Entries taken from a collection
==============================
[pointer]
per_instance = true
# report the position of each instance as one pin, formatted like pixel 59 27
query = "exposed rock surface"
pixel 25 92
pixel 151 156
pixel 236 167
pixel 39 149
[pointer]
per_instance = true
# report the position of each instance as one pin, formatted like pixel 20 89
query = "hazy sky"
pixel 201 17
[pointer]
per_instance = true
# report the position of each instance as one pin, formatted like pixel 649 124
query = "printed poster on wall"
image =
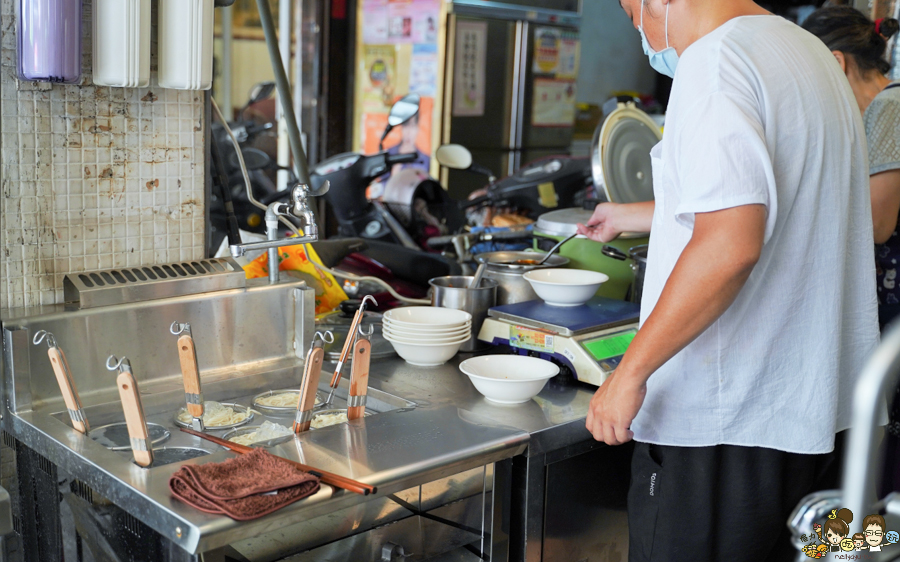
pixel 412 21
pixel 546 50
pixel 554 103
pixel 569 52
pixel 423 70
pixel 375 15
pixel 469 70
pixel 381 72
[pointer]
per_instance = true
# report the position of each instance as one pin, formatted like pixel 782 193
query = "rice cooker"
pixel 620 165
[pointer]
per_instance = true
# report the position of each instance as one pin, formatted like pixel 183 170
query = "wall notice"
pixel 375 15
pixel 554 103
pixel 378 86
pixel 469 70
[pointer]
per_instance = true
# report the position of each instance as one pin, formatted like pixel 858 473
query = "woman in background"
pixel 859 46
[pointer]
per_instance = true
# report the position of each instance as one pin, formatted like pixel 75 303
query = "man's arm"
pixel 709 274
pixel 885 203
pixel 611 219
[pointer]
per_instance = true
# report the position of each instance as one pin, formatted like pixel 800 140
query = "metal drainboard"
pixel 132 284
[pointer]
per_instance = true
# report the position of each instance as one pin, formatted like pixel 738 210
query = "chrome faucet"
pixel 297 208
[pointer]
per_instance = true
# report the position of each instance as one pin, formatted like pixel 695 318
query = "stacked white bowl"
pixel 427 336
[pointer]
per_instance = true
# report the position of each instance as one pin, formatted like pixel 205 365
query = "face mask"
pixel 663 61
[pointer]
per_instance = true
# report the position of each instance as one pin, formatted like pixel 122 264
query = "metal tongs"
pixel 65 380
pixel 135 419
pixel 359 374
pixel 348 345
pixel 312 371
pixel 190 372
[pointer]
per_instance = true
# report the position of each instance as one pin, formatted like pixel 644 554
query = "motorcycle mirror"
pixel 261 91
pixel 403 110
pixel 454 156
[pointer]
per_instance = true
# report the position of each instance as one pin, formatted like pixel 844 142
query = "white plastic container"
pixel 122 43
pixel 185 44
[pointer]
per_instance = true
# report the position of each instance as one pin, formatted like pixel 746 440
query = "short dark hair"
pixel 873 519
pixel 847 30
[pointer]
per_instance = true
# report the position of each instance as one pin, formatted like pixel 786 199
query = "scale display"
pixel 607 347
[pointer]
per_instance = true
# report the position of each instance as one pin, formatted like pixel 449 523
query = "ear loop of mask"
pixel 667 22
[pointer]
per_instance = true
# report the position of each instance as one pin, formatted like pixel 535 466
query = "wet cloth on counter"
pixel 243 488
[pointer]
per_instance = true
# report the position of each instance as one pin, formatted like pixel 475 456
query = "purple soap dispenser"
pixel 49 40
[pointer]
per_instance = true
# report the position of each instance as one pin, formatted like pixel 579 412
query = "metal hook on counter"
==============================
*Prompt:*
Set every record down exactly, omitting pictures.

*Expected answer:*
[pointer]
per_instance = true
# report the position of each instance as one pin, formatted like pixel 59 27
query = "exposed rock surface"
pixel 25 92
pixel 151 156
pixel 236 167
pixel 39 149
[pointer]
per_instance = true
# report the position of each instance as one pin, formatted like pixel 20 89
query = "hazy sky"
pixel 201 17
[pointer]
per_instance = true
# report the position of each instance as one pin, formatted like pixel 649 124
query = "printed poster on wall"
image =
pixel 412 21
pixel 546 50
pixel 554 103
pixel 569 52
pixel 423 70
pixel 375 15
pixel 469 70
pixel 381 72
[pointer]
per_instance = true
# report the position of each instance as one pin, formatted like pixel 782 193
query = "rice cooker"
pixel 620 165
[pointer]
per_instance = true
# report the position of each instance as one pin, formatted like pixel 183 170
query = "wall notice"
pixel 375 15
pixel 554 103
pixel 378 86
pixel 469 70
[pointer]
per_instance = true
# report the position of each instance as one pin, formatted like pixel 858 473
query = "woman in background"
pixel 859 46
[pointer]
per_instance = true
# report the position of each instance as one pin, formatted like pixel 75 303
query = "man's arm"
pixel 709 274
pixel 885 203
pixel 611 219
[pointer]
per_instance = true
# report the position of each instance as one pin, formatted like pixel 800 140
query = "metal drainboard"
pixel 132 284
[pointer]
per_instance = true
# report the position of each instance as one pin, formatted like pixel 738 210
query = "chrome faucet"
pixel 297 208
[pointer]
per_instance = true
# report the position of each instance as one pin, formatted like pixel 695 318
query = "stacked white bowl"
pixel 427 336
[pointer]
per_instance = true
# report the position of each instance as one pin, formatted like pixel 205 365
query = "face mask"
pixel 663 61
[pointer]
per_instance = true
# report the position of each instance as one pin, formatted like pixel 122 264
query = "metal tongs"
pixel 65 380
pixel 135 419
pixel 359 374
pixel 348 345
pixel 312 371
pixel 190 372
[pointer]
per_instance = true
# report the position of each instance as one pin, formatted like pixel 644 554
query = "motorcycle mirror"
pixel 261 91
pixel 403 110
pixel 454 156
[pointer]
per_instance = true
# report the position of each instance as one pin, formatted like pixel 844 142
query = "white plastic container"
pixel 122 43
pixel 185 44
[pointer]
per_instance = true
# report the position of each instance as one pin, formatted like pixel 746 440
query = "short dark hair"
pixel 873 519
pixel 847 30
[pointer]
per_instance = true
# report the position of each instance as one pin, formatted like pixel 786 199
query = "scale display"
pixel 607 347
[pointer]
per_instance = true
# report the position of each instance as one pin, formatted like pixel 449 523
query = "ear loop of mask"
pixel 667 22
[pointer]
per_instance = true
# report the position of each instance as one pin, formatted like pixel 535 466
query = "wet cloth on counter"
pixel 243 488
[pointer]
per_instance = true
# report the position of each instance as one pin, formatted like pixel 475 456
query = "purple soap dispenser"
pixel 49 40
[pointer]
per_instance = true
# report the position of each instance as one pin, formatted like pixel 579 412
query = "metal hook on counter"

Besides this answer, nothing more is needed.